> _TASK BRIEF_:
Restate each entry below without changing a word.

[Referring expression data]
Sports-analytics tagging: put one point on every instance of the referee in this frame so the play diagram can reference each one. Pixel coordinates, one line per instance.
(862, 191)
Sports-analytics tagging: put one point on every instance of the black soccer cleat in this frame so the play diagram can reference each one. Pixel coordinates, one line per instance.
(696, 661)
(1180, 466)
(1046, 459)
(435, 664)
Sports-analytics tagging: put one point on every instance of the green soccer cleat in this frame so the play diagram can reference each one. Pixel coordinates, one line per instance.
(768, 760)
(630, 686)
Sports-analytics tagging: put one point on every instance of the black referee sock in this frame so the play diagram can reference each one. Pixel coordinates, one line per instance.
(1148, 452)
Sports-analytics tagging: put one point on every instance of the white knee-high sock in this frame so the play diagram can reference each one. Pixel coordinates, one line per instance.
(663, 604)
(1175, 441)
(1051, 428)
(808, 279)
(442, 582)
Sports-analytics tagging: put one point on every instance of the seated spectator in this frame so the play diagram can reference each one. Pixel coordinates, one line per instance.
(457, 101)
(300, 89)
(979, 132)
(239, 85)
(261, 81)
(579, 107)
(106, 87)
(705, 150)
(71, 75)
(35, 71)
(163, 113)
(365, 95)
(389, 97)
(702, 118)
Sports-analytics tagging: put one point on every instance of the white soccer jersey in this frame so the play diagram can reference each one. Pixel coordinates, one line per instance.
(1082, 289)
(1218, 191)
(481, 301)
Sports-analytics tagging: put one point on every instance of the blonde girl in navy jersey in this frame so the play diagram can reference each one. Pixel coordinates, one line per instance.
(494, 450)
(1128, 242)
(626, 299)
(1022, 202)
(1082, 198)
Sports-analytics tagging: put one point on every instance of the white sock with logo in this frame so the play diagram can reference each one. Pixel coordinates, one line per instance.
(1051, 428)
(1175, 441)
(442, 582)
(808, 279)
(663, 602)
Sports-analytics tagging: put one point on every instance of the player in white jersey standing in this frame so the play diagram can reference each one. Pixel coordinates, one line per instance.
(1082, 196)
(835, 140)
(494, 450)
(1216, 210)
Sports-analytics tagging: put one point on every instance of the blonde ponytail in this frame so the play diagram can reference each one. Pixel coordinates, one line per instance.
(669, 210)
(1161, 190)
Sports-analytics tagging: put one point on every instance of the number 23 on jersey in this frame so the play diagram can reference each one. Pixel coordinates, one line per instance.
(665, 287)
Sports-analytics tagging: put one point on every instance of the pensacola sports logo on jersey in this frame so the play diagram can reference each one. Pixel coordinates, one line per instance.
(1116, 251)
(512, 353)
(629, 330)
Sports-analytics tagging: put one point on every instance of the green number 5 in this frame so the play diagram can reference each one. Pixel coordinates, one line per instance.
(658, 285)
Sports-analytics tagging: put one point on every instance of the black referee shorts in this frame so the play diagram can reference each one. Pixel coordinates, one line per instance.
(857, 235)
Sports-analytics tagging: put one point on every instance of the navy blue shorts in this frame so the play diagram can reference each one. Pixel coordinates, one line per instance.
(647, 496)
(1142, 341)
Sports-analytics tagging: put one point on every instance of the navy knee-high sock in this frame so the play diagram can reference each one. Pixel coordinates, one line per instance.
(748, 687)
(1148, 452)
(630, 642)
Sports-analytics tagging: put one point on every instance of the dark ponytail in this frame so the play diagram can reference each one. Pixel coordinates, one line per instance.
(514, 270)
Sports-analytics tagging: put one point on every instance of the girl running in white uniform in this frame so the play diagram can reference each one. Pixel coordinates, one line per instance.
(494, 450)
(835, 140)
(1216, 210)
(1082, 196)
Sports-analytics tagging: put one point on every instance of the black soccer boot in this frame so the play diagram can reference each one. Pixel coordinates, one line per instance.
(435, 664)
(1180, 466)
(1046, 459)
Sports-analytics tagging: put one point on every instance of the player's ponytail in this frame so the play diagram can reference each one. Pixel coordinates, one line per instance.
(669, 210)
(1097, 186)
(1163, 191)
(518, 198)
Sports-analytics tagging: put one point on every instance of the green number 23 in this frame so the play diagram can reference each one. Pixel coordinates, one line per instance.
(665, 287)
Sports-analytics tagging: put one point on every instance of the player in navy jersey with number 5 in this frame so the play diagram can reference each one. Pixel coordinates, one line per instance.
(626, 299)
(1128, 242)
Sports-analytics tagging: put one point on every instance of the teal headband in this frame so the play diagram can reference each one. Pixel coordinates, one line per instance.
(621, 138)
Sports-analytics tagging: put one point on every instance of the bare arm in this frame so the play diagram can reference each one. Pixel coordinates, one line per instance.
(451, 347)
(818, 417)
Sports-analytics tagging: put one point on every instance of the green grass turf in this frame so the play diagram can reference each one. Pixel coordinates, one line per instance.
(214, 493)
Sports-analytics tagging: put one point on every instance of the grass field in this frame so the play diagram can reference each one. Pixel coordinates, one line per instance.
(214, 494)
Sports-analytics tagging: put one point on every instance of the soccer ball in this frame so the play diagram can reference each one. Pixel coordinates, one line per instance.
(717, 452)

> _PROBLEM SOLUTION_:
Sports-analytics tagging: put one point on every instance of the referee in this frame so the play diagram can reference each one. Pixel coordinates, one line per instance.
(862, 191)
Sports-analytics tagging: put one point on every instance of the black soccer cleat in this frame so the play diagram can reference each one. Pixel coordinates, one line per instance.
(696, 661)
(1180, 466)
(1046, 459)
(435, 664)
Sports-analytics tagging: put one point on every instance of the green soccer cleat in this frame so the play diagram can reference each one. Pixel coordinates, one line per instance.
(768, 760)
(630, 686)
Sports-analytics tagging: put one point on every instance of the black referee sock in this frame so the play diagram can reference each one. Pixel coordinates, one line per instance.
(1148, 452)
Sports-analytics tagging: put one point on every instance of the white knee-high sock in this frame so the play diagram can reference each one. Pixel coordinates, one line per instance.
(663, 604)
(1175, 441)
(1051, 428)
(808, 279)
(442, 582)
Sports-analytics tagging: put one point on every instance of the seated spectator in this frame so the play diagram can reference each one. Pixel coordinates, one line per instance.
(457, 101)
(300, 89)
(979, 132)
(239, 85)
(261, 81)
(579, 107)
(106, 87)
(705, 150)
(71, 75)
(35, 71)
(163, 113)
(365, 95)
(389, 97)
(702, 118)
Sports-analytics tagging: put one point on every instance of the white soccer jersey in this frame so the play diagram can reference each one. Pixel coordinates, one line per instance.
(1082, 289)
(1218, 191)
(481, 301)
Sports-analytics tagging: put one point on every instance of the blonde girl in navy jersey in this frame so the play diagram can reference each one. Pixel coordinates, one line per instance.
(494, 450)
(1128, 242)
(626, 299)
(1022, 202)
(1082, 198)
Sports-analytics tagging: put one point on every instance of the white sock with logo in this frame so the play diagram can reference each one. Pixel coordinates, one line per instance.
(1051, 428)
(1175, 441)
(442, 582)
(808, 279)
(663, 602)
Sports-analytics tagging: put one point on every instance of the player in white jersey standing in this frame so the play diagram can reference each one. Pixel coordinates, one line per instance.
(1082, 196)
(835, 140)
(494, 450)
(1216, 210)
Sports-analytics tagging: put one point on every instance of the blonde ponytail in this frame so the play diagram can reference each one. Pixel coordinates, one line per instance.
(669, 210)
(1161, 190)
Sports-analytics tagging: put one point on every instance of the number 23 on jersey in this frame so the play diagram can reference each one. Pixel coordinates, one line per instance.
(665, 287)
Sports-analytics tagging: put one point on every instance of the pensacola sports logo on jersey in this frame so the play diagram can reference each one. Pixel coordinates, one line per instance.
(1116, 251)
(512, 353)
(629, 330)
Sports-analytics tagging: put one point on every instance of the green number 5 in this frame so the play diagram can reference each one. Pixel coordinates, one line per instance.
(658, 285)
Sports-analytics tagging: put one point on every instance of the black referee shorts in this frame so the play diagram can reference each one. Pixel coordinates, one line per instance.
(857, 235)
Sports-analytics tagging: put one point on every instance of the navy blue shorts in this frame so the play diagram can reference each one. Pixel coordinates, one line per instance.
(647, 496)
(1142, 341)
Sports-analytics tagging: put one point on every instance of the navy knee-high sock in this frame so the play diagram can reference each one. Pixel coordinates, one line per instance.
(748, 687)
(1148, 452)
(630, 642)
Sports-analytics tagging: put one point on every instance of the dark ponytail in this frame so the play diagram can reference each one. Pixel coordinates, one line per instance.
(514, 270)
Sports-analytics tagging: put one point on every instance of the girl running in white uniform in this frame so the play diagram can reference each one. Pixel coordinates, one line per instance.
(494, 450)
(835, 140)
(1216, 210)
(1082, 196)
Sports-analytics tagging: put one point on every instance of the black soccer boot in this frame so the play diagram can reference each one. Pixel coordinates, one line per instance.
(435, 664)
(1180, 466)
(1046, 459)
Sports-analytics tagging: put one point on every instance of the player's ponytail in this frame so the play diagram can reference each one. Pixel coordinates, one line per instance.
(669, 210)
(1097, 186)
(1163, 191)
(518, 198)
Sports-analytics tagging: put one point on every instance of the green number 23 in this frame so the play diagram can reference each one. Pixel coordinates, one line per instance.
(665, 287)
Sports-analytics tagging: put one point on every instance of the player in navy jersey with number 5 in this frame so the play diagram can reference each one. Pixel coordinates, one line per instance.
(626, 299)
(1128, 242)
Sports-analytics tagging: put one point on every instance of the teal headband in this frame so the play diagram can reference each one. Pixel coordinates, one line per instance.
(621, 138)
Sports-analytics tagging: put one point on every instance of the bare arm in this frame so the play diagram can reference each one. Pixel coordinates, one line per instance.
(451, 347)
(818, 417)
Sports-analytics tagging: put one point on every instance of the green grass turf in this frame so the play diagram can reference each one. Pixel coordinates, one line per instance.
(214, 493)
Sports-analytics tagging: put one point on every instance of the grass field in this frame so the play diagram can reference each one. Pixel coordinates, one line per instance.
(214, 494)
Sports-analytics tagging: put one point on every instance of the soccer ball in this frame so the play diagram can reference each one. Pixel coordinates, one line per instance.
(717, 452)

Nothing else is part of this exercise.